* **AIM OF THE EXERCISE**
Once you reach the line that holds "water, then give the position of each instance." in the listing below, output it and every line after it through the line that holds "the loon's pointed", word for word.
BEGIN DATA TO USE
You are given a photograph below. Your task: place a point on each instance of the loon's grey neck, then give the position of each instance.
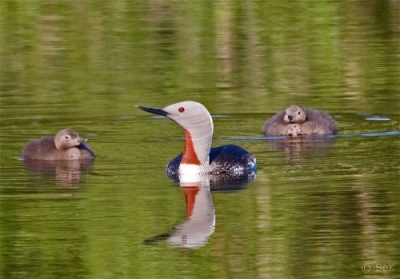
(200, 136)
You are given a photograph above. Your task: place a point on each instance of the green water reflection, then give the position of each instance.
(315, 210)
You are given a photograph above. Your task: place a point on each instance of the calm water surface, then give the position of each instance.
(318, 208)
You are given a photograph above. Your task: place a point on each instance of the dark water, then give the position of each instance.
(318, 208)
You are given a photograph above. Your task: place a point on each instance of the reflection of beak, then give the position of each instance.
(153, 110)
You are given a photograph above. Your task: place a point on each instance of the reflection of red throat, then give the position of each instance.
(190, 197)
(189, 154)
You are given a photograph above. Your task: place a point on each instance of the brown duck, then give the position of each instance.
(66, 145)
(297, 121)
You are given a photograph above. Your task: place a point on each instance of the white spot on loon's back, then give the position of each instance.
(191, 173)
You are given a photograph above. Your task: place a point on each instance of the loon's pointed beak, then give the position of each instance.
END DATA TO USE
BEGIN DATA TO USE
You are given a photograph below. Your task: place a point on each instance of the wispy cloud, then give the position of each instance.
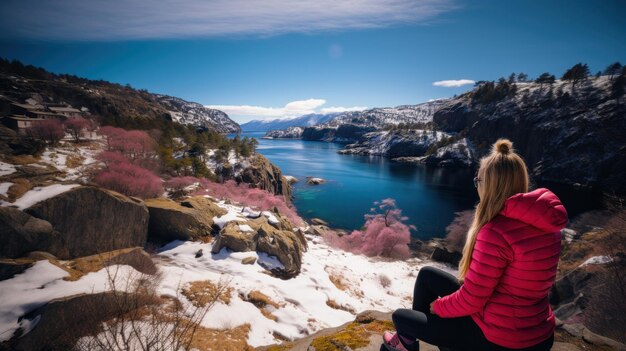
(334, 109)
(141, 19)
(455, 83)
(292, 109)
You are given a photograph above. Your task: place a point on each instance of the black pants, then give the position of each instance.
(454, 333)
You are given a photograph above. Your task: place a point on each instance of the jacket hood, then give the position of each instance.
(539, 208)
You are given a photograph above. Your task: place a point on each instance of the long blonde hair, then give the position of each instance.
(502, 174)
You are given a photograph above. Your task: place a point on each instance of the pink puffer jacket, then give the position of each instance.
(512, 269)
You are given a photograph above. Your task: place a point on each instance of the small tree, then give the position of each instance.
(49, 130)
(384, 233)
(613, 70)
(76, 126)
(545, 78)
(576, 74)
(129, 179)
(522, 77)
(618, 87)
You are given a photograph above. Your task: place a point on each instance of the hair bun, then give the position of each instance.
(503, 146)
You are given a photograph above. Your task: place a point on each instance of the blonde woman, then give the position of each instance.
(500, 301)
END DATA TO USE
* **EXERCISE ANSWER**
You are given a photograph above. Your task: place a point on each instance of the dark water, then give the position of each instance.
(318, 208)
You are given a photograph above. Your task: place a point on each instance of the reflection of beak, then give the position of each instance.
(153, 110)
You are given a photograph above. Your task: place a point on each instance of the reflection of red throat, then give the position of each instance.
(190, 197)
(189, 154)
You are given a photograph above. Your task: place a point on each instance of the brown duck, then give the position of each instance.
(66, 145)
(297, 121)
You are given a photograph above. Your task: place a point on each instance of the white spot on loon's back, then give the position of each instance.
(191, 173)
You are given a photograph above. Your task: place a point on each instance of the loon's pointed beak, then give the position of each instance.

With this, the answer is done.